***** Material
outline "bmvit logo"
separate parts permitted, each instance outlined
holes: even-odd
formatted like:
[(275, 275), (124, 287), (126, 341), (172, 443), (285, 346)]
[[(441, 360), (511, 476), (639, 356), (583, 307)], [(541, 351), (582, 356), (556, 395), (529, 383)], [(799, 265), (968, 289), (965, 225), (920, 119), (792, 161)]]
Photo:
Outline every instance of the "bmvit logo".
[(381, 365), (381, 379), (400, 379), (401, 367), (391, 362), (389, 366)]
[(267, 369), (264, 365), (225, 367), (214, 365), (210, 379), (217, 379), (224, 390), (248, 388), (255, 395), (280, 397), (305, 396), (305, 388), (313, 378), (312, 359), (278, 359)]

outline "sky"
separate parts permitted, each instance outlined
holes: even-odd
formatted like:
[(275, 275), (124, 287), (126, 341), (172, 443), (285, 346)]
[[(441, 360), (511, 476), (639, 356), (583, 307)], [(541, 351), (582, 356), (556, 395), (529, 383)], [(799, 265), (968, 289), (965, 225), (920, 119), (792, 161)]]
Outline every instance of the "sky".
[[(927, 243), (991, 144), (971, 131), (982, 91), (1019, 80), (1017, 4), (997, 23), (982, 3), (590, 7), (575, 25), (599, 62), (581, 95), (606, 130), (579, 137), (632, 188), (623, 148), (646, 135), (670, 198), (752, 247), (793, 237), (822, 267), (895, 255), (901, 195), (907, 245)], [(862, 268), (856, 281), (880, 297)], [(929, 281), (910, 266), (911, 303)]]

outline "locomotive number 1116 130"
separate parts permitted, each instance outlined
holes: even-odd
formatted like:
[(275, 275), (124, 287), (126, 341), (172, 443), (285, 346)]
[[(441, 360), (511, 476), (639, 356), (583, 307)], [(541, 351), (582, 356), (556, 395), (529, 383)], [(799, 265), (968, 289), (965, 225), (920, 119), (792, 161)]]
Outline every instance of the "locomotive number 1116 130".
**********
Stated problem: Could you quote all of the rows above word for word, without changing anything?

Answer in full:
outline "bmvit logo"
separate parts permitted, each instance outlined
holes: even-odd
formatted like:
[(275, 275), (124, 287), (126, 341), (172, 443), (285, 346)]
[[(441, 360), (511, 476), (639, 356), (583, 307)], [(541, 351), (582, 356), (556, 395), (529, 383)], [(799, 265), (968, 289), (965, 225), (920, 119), (792, 161)]]
Photo:
Outline every instance of the "bmvit logo".
[(381, 365), (381, 379), (400, 379), (401, 367), (391, 362), (389, 366)]
[(267, 369), (264, 365), (225, 367), (214, 365), (210, 379), (217, 379), (224, 390), (248, 388), (255, 395), (280, 397), (305, 396), (305, 388), (313, 378), (312, 359), (278, 359)]

outline "sky"
separate parts permitted, each instance outlined
holes: even-odd
formatted like:
[(275, 275), (124, 287), (126, 341), (172, 443), (285, 346)]
[[(441, 360), (511, 476), (639, 356), (583, 307)], [(541, 351), (582, 356), (556, 395), (529, 383)], [(799, 265), (968, 289), (965, 225), (920, 119), (792, 161)]]
Outline every instance of the "sky".
[[(927, 243), (991, 144), (971, 131), (982, 91), (1019, 80), (1017, 4), (997, 23), (982, 3), (590, 7), (575, 25), (599, 62), (581, 95), (606, 130), (579, 137), (632, 188), (623, 148), (646, 135), (670, 198), (752, 247), (793, 237), (822, 267), (895, 255), (901, 195), (907, 245)], [(862, 268), (856, 281), (880, 297)], [(929, 281), (910, 266), (911, 303)]]

outline "locomotive number 1116 130"
separate parts permitted, each instance outlined
holes: even-odd
formatted like:
[(275, 275), (124, 287), (126, 341), (172, 443), (285, 346)]
[[(441, 360), (511, 476), (639, 356), (583, 307)], [(541, 351), (582, 356), (556, 395), (529, 383)], [(799, 265), (968, 289), (965, 225), (920, 119), (792, 161)]]
Outline every instance of the "locomotive number 1116 130".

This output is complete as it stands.